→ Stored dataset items
----------
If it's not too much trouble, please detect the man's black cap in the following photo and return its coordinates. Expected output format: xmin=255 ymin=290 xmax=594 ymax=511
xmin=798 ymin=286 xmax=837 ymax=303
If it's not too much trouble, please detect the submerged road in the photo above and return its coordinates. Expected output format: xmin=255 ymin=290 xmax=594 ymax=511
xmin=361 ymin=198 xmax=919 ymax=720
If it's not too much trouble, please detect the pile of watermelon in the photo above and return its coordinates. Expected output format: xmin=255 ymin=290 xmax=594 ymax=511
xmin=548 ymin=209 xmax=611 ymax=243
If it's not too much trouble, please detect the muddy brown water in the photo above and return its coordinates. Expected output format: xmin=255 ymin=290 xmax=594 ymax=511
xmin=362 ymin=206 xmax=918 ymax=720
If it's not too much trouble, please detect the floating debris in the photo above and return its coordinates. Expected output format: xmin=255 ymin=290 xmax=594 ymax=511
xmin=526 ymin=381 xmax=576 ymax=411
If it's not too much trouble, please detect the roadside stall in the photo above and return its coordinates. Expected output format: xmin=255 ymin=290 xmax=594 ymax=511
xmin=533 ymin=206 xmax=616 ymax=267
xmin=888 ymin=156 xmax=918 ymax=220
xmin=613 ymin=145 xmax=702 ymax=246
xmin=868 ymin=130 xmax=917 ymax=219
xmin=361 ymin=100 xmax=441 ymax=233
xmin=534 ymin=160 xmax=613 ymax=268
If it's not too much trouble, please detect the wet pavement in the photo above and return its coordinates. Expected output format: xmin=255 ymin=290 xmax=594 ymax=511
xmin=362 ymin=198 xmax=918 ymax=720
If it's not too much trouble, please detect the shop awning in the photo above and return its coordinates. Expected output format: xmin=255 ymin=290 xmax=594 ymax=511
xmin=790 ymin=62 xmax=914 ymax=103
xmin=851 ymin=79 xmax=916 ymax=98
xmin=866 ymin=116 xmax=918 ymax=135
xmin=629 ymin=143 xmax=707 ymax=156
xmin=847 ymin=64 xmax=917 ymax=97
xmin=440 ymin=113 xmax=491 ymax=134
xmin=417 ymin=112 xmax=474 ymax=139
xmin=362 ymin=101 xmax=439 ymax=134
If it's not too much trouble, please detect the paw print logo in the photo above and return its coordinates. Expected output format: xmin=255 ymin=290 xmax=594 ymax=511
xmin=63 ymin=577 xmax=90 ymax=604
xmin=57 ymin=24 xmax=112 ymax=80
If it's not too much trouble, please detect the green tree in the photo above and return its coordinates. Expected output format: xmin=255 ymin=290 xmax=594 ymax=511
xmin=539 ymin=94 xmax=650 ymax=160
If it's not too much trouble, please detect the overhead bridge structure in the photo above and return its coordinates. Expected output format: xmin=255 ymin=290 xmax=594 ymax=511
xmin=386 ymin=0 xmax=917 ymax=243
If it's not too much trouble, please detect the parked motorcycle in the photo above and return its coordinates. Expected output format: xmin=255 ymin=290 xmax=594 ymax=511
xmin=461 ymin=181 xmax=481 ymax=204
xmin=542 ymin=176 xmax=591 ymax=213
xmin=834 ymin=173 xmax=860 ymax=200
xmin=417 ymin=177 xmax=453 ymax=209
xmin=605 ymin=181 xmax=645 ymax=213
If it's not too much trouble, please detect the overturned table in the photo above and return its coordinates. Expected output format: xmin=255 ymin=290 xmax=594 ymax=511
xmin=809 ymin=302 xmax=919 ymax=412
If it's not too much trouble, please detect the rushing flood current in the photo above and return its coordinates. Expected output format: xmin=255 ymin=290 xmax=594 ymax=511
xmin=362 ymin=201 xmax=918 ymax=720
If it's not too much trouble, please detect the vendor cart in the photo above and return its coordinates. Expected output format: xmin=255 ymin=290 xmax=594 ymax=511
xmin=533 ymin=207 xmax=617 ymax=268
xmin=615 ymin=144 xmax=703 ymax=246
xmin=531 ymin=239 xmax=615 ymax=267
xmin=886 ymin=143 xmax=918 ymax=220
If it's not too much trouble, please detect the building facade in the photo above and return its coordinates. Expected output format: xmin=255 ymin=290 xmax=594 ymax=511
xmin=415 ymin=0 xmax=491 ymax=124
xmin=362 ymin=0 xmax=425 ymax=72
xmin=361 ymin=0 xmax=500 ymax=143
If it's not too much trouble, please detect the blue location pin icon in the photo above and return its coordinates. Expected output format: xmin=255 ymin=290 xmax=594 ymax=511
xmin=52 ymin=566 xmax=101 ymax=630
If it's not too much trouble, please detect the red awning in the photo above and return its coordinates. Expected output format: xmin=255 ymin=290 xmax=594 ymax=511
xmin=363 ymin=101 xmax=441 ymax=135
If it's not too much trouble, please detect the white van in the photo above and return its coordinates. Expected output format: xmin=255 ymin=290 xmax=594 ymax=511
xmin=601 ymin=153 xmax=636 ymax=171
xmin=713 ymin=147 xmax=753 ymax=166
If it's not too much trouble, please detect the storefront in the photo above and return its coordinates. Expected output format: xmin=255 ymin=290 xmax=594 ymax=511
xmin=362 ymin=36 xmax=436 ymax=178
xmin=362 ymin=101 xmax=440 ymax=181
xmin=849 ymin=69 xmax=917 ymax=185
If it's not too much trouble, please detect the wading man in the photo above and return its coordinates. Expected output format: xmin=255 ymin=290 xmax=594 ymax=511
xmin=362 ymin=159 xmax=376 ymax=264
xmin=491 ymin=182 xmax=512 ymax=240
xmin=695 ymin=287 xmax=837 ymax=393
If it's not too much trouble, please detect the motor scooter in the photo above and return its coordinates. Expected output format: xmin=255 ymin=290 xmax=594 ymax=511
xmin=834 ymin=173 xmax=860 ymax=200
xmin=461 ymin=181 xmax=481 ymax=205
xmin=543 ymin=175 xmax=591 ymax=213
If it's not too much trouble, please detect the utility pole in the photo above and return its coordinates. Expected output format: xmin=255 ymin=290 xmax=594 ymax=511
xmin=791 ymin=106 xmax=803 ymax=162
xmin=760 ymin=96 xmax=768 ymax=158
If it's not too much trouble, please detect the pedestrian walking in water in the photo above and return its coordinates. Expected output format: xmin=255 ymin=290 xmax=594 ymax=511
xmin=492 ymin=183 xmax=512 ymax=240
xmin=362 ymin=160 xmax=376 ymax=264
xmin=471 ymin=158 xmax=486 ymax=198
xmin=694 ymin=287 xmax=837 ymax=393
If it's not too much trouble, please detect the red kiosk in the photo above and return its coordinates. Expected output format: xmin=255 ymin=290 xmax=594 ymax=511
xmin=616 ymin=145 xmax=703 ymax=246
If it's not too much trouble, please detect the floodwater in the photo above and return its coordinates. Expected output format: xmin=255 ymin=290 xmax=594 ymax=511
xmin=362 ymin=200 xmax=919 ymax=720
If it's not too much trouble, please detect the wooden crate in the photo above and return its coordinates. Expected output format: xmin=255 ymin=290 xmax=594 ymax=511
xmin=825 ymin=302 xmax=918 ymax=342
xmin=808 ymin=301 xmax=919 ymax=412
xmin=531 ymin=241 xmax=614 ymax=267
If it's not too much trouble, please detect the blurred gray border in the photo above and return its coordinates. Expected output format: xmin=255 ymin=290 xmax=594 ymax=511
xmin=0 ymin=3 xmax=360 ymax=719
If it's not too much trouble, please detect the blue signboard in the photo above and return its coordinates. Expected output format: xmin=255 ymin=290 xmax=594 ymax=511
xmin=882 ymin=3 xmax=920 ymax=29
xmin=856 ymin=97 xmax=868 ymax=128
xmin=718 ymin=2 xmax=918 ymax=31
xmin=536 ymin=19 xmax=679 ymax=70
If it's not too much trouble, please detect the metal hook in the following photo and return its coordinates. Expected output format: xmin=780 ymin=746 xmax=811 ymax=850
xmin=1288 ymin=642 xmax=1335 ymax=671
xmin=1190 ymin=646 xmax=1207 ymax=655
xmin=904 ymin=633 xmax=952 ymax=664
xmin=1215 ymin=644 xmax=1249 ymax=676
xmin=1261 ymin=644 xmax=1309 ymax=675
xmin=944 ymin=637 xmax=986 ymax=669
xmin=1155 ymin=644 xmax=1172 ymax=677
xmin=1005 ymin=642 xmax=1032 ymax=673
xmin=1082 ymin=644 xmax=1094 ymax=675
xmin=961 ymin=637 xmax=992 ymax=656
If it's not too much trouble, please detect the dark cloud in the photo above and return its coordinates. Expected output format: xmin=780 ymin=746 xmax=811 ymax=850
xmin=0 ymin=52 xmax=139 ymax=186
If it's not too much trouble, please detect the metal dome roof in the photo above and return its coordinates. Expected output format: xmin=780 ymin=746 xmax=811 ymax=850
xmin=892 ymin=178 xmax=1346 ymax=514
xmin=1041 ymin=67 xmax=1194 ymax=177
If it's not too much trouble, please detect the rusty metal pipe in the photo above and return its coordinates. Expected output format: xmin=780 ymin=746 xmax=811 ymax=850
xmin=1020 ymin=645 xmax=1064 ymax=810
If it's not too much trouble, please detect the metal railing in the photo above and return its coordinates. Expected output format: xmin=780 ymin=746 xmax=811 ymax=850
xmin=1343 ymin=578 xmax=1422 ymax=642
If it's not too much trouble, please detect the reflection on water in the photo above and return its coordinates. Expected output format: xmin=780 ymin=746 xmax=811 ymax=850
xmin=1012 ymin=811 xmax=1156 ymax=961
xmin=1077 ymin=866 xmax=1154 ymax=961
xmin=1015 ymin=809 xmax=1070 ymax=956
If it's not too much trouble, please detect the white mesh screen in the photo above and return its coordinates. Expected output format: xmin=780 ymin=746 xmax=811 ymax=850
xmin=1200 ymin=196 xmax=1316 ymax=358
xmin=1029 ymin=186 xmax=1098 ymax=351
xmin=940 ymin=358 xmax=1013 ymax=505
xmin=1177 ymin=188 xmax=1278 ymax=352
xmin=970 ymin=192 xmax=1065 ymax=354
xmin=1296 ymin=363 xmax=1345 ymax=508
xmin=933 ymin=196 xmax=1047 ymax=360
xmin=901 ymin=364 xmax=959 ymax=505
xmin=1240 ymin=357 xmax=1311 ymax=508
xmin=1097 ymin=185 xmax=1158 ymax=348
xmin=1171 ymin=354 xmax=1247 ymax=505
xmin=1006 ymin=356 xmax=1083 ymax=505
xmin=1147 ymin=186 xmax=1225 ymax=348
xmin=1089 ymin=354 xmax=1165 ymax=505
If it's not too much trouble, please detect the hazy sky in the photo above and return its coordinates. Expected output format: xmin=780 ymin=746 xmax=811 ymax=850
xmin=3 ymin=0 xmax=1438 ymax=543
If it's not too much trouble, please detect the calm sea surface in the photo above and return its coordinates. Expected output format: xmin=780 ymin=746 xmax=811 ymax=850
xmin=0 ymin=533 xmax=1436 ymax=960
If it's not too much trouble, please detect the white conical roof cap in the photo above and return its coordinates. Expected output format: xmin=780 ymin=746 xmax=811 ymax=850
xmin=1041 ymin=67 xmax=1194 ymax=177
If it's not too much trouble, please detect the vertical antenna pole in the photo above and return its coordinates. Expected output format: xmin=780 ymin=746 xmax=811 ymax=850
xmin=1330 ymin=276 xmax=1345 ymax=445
----------
→ Action item
Your task is to reproduce exactly the lines that begin with the one containing "If it's not too much trouble, please detect the white mesh" and continue to the end of the data, both ends included.

→ Exercise answer
If it's not too much trouble, please detect the white mesh screen in the photo above and return its coordinates. Expected output format: xmin=780 ymin=746 xmax=811 ymax=850
xmin=1200 ymin=196 xmax=1316 ymax=358
xmin=1029 ymin=186 xmax=1098 ymax=351
xmin=940 ymin=358 xmax=1013 ymax=505
xmin=1177 ymin=188 xmax=1278 ymax=352
xmin=970 ymin=192 xmax=1065 ymax=354
xmin=1296 ymin=363 xmax=1345 ymax=508
xmin=933 ymin=196 xmax=1047 ymax=360
xmin=901 ymin=364 xmax=959 ymax=505
xmin=1240 ymin=357 xmax=1311 ymax=508
xmin=1097 ymin=185 xmax=1158 ymax=348
xmin=1171 ymin=354 xmax=1247 ymax=505
xmin=1006 ymin=356 xmax=1083 ymax=505
xmin=1147 ymin=186 xmax=1225 ymax=348
xmin=1089 ymin=354 xmax=1165 ymax=505
If it's not too much trouble, please detect the hazy sky in the photo above and return its coordinates. Expected output format: xmin=780 ymin=746 xmax=811 ymax=850
xmin=3 ymin=0 xmax=1438 ymax=543
If it's not too much trouble, please detect the calm sea surface in the photo above and return its coordinates. Expected output format: xmin=780 ymin=746 xmax=811 ymax=850
xmin=0 ymin=533 xmax=1436 ymax=960
If it's not too much trouble, please detect the white conical roof cap in the photo above and return its coordinates. Expected output format: xmin=780 ymin=746 xmax=811 ymax=850
xmin=1041 ymin=67 xmax=1194 ymax=177
If it's not too much trouble, please detect the vertical antenna pole in the photo above and return its coordinates. Expected output format: xmin=780 ymin=746 xmax=811 ymax=850
xmin=1330 ymin=276 xmax=1345 ymax=445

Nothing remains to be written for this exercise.